====== DATA LINES
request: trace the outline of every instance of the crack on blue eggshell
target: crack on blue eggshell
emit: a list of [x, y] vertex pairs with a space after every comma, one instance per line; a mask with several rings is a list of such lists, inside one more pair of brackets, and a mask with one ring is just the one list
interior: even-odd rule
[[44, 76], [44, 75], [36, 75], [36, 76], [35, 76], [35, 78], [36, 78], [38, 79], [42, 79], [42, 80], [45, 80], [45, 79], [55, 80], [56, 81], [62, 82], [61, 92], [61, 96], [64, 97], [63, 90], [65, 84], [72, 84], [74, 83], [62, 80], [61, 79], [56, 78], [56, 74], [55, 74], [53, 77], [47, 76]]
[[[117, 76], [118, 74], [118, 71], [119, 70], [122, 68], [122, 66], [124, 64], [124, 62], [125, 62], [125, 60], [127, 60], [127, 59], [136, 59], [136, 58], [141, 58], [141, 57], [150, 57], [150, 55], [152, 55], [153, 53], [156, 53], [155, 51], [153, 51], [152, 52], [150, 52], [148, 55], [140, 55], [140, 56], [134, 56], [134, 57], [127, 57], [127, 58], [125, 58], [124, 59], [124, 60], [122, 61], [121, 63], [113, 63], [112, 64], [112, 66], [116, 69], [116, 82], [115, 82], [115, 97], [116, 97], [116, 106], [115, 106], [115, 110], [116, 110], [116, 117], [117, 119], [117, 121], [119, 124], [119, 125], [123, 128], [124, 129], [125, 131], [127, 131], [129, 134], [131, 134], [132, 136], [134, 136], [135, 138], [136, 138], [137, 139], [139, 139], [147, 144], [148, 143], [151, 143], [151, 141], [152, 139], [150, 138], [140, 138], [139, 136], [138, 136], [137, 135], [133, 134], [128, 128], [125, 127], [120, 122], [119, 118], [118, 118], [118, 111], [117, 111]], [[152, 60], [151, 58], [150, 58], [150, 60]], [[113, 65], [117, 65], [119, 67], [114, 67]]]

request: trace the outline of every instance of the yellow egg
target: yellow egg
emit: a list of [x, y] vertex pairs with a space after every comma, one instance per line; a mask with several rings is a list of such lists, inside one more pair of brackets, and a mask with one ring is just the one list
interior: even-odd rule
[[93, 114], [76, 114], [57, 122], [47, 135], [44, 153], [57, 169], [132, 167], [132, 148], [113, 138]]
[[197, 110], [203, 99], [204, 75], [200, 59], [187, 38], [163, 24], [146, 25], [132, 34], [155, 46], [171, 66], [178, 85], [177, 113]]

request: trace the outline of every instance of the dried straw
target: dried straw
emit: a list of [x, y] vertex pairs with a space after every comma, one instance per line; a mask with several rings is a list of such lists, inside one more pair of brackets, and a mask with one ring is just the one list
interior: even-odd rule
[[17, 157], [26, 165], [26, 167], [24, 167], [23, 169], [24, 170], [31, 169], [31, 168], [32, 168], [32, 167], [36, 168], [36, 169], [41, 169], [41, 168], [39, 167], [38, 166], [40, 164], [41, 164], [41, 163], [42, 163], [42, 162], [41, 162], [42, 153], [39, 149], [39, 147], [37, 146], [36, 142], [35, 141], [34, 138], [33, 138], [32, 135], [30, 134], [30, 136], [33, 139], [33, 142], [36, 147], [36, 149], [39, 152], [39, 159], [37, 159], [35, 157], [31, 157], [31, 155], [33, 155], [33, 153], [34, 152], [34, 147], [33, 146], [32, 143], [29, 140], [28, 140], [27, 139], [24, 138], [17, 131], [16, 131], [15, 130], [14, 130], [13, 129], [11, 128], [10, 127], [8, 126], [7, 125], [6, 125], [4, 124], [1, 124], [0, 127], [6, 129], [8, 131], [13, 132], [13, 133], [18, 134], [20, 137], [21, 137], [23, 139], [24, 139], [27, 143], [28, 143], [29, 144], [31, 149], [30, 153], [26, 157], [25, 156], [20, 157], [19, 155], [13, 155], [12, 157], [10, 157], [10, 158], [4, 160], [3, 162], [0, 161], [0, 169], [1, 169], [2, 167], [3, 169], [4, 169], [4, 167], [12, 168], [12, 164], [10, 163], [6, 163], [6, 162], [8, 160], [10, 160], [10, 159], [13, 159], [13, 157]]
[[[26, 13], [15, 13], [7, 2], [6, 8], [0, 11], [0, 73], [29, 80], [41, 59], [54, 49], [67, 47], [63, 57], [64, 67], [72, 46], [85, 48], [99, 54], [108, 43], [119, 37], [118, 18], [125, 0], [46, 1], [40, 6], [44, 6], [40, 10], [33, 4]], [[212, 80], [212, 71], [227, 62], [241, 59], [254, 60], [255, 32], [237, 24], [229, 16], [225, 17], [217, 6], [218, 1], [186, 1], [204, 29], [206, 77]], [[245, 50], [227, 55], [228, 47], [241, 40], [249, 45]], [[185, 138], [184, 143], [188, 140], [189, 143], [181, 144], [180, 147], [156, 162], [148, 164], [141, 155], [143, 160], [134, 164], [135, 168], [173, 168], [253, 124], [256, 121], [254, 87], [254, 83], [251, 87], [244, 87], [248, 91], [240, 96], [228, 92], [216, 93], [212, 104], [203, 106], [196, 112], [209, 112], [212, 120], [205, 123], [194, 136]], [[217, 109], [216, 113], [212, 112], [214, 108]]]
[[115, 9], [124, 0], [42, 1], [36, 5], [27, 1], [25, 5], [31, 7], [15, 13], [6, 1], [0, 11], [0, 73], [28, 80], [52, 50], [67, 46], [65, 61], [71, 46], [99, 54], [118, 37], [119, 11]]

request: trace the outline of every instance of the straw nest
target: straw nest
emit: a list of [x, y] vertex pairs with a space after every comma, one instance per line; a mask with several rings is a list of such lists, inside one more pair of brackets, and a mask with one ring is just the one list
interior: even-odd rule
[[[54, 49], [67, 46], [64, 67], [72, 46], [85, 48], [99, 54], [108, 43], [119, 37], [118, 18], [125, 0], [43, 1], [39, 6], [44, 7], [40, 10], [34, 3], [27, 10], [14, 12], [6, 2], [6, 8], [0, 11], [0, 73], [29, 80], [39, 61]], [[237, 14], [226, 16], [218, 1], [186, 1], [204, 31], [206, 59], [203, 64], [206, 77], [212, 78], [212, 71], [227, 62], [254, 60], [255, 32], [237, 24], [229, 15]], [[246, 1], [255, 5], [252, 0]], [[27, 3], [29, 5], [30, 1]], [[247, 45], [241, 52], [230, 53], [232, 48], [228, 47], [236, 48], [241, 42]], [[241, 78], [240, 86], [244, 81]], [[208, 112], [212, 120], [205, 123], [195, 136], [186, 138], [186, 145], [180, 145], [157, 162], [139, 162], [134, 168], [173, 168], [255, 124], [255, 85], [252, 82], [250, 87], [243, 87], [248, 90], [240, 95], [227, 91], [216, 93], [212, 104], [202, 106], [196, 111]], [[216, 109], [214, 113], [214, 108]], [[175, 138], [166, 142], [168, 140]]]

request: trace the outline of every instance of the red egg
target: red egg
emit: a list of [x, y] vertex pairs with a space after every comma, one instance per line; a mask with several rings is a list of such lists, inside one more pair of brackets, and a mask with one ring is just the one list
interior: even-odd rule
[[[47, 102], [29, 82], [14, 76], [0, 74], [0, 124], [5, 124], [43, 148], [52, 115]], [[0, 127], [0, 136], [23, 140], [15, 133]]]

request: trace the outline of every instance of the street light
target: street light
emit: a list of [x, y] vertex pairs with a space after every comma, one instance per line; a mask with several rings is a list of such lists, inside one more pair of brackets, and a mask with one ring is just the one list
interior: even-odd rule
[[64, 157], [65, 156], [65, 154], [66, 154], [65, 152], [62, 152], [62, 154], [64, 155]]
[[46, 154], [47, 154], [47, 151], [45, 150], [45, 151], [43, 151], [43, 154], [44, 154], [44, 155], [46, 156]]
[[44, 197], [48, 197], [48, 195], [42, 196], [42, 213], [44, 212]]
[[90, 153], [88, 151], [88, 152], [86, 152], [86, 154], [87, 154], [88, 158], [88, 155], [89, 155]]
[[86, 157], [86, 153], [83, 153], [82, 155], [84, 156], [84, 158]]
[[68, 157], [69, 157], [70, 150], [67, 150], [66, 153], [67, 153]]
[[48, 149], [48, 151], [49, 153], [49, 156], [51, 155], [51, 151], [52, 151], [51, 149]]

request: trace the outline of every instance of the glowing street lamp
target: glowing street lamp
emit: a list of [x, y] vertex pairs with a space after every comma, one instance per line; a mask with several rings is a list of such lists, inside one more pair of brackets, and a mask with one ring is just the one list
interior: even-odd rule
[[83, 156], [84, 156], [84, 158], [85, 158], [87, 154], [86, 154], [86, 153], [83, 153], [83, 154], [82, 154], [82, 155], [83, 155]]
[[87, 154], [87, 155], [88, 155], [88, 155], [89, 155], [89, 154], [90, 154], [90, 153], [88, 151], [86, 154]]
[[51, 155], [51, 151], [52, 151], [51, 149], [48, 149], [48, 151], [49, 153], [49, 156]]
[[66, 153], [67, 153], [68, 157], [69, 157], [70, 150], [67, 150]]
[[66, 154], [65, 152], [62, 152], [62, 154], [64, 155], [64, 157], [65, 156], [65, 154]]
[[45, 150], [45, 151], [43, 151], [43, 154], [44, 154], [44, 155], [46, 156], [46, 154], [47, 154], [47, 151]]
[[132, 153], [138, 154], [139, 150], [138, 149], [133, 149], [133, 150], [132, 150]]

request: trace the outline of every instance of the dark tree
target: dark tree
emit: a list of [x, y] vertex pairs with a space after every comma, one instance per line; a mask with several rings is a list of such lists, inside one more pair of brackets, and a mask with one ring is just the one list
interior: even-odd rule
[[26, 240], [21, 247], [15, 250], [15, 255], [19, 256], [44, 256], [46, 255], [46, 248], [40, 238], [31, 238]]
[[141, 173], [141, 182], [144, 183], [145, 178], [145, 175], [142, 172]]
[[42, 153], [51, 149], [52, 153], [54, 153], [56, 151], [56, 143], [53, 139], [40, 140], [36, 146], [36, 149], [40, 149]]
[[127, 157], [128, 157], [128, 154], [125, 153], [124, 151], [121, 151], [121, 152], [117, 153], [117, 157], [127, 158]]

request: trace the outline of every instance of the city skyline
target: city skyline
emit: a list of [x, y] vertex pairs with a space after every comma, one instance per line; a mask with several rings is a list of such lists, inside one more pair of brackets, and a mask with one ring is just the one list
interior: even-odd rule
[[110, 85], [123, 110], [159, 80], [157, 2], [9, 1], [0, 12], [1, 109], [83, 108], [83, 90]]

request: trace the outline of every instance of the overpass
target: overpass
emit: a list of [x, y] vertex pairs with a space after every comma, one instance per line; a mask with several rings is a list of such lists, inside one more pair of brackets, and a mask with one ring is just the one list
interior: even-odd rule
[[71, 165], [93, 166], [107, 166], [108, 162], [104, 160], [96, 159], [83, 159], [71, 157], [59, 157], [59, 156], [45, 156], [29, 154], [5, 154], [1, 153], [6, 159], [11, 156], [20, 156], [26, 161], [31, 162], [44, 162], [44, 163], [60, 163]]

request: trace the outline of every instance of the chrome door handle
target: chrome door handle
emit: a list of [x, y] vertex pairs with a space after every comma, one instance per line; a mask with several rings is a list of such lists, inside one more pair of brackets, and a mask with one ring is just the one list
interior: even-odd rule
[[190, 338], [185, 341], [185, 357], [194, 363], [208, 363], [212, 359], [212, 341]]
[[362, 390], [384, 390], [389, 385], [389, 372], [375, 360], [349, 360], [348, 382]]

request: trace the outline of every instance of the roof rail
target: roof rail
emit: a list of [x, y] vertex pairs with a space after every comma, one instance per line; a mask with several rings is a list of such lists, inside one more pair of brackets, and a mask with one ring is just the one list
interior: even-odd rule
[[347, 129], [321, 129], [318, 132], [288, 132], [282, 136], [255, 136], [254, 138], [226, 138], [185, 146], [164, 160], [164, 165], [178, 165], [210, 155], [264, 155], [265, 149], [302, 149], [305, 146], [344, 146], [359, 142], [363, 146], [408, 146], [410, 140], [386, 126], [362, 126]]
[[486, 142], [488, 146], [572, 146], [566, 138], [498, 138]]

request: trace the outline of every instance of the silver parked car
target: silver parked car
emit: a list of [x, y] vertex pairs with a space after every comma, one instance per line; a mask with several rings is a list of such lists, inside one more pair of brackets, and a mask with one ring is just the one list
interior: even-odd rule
============
GIVEN TASK: Retype, exactly and only, the lines running from the one with "request: trace the outline of every instance of the chrome" through the final line of the listing above.

SOLUTION FOR THIS TASK:
request: trace the outline of every instance of the chrome door handle
target: chrome door handle
emit: a list of [x, y] vertex pairs with a space after every comma, one instance per line; a mask with several rings is a list of such lists, inside one more pair of brackets, and a mask with one ring is just the one list
interior: even-odd rule
[[190, 338], [185, 341], [185, 357], [194, 363], [208, 363], [212, 359], [212, 341]]
[[362, 390], [384, 390], [389, 385], [389, 372], [375, 360], [349, 360], [348, 382]]

request: trace the outline of every instance of the roof rail
target: roof rail
emit: a list of [x, y] vertex pairs with a space after every comma, one instance per line; a mask with several rings is a list of such lists, inside one more pair of brackets, and a mask with one ring is just the one list
interior: even-odd rule
[[347, 129], [321, 129], [318, 132], [288, 132], [282, 136], [255, 136], [254, 138], [226, 138], [185, 146], [164, 160], [164, 165], [178, 165], [210, 155], [264, 155], [265, 149], [302, 149], [305, 146], [344, 146], [359, 142], [363, 146], [408, 146], [410, 140], [386, 126], [362, 126]]
[[486, 142], [488, 146], [572, 146], [566, 138], [498, 138]]

request: trace the outline of every instance of the silver parked car
target: silver parked car
emit: a list of [x, y] vertex pairs with a space after every comma, one instance per line; a mask with several rings is a list of such lists, inside one more pair of brackets, and a mask with one ring is just the one list
interior: even-odd rule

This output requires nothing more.